Document section:
— Start —

The core problem is damage mitigation. In Dark Souls, what this game is obviously patterned off of, you have ways of avoiding damage. Blocking works, even if you're low stamina. And dodging has invincibility frames, so that you can go through attacks. You can even cancel animations to dodge, to avoid the trouble. That right there, the ability to to counter damage, is why Dark Souls is a good game. This game, however, doesn't do that. You can block, yes, but if your endurance isn't high enough, you'll be knocked back and take full damage. You can dodge, do a degree, but there's no invincibility frames so enemies with a large attack can still catch you with it. And you can't cancel out of animations to dodge, so if you have a slower weapon, or one that likes to get multiple strikes in before it's done, you're going to be stuck in that animation. If your opponent doesn't stagger, you WILL take damage.

You can counter some of that with how many options for healing this game has. But then you're locked into a play style that focuses on being able to heal more. There's not a lot of room for variety. And variety is one of the real selling points of Dark Souls. This game doesn't have much in the way of variety. There's only a handful of enemy types, that can be broken into two main groups. Humans in rigs, and robots. The robots are where any real variety is, since they can be different designs. And they require you to react differently depending, if you can figure them out. Humans, on the other hand, mostly all behave the same way. You wait for their attack, then charge in and hit them enough to keep them staggered, or until you run out of endurance. Rinse, repeat, until you can execute them. You can obtain schematics for their armor, as well as components to craft them, by attacking armored body parts, or you can attack unarmored body parts for extra damage. I do like that system, ultimately. It makes farming for parts more stable, and means you can choose between greater ease or greater rewards. Note though, you only ever get melee weapons in the game. Sure, you can take weapons off of enemies by removing their arms - armored or not - but only the melee weapons. Anything with a ranged attack will not drop for you.

The bosses are, in my opinion, another weak point in this game. But that's mostly due to the lack of damage mitigation. Dodging is unreliable, for reasons stated above. And bosses do too much damage to be able to tank them. So the game slows considerably as you try to find openings to attack. Unfortunately, a lot of the bosses have moves that, even if you've increased your health (I'll get to that), can kill you in a single shot or volley that stuns you. It becomes an exercise in frustration as you have almost no room for error in most boss encounters.

— End —

Problem details: How would you condense the paragraph of the game review above that begins "The bosses are, in my opinion" while keeping its main facts?

Dataset entries:
— Start —

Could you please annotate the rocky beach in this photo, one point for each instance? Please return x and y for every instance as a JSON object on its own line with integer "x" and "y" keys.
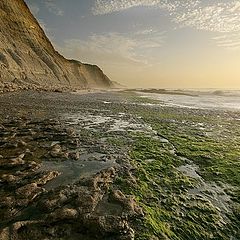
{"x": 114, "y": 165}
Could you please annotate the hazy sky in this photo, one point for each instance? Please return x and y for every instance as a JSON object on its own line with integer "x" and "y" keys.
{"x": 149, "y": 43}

— End —
— Start —

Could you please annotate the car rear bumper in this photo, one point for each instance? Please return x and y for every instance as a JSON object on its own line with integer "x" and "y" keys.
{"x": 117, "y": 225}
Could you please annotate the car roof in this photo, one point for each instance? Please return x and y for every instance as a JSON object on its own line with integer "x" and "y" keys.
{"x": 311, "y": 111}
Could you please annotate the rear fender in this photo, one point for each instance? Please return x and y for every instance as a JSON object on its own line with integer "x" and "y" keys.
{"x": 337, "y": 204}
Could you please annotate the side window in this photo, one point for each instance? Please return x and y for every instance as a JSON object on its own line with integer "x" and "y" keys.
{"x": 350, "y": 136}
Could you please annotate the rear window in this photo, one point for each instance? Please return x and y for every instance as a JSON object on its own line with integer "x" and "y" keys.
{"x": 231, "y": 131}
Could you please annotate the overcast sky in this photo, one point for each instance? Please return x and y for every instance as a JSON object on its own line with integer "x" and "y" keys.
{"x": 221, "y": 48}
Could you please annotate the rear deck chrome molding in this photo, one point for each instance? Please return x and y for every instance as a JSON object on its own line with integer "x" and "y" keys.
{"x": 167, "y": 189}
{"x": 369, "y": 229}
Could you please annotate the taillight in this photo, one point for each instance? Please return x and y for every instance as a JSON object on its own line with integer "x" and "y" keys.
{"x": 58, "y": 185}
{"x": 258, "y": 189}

— End —

Reply to the exercise: Bosses are another weak point, in my opinion, mostly because of the lack of damage mitigation: dodging is unreliable, and bosses hit too hard to tank. The game slows as you look for openings to attack. Even with increased health, many bosses have moves that can kill you in a single shot or in a volley that stuns you. Most boss encounters leave almost no room for error, which makes them frustrating.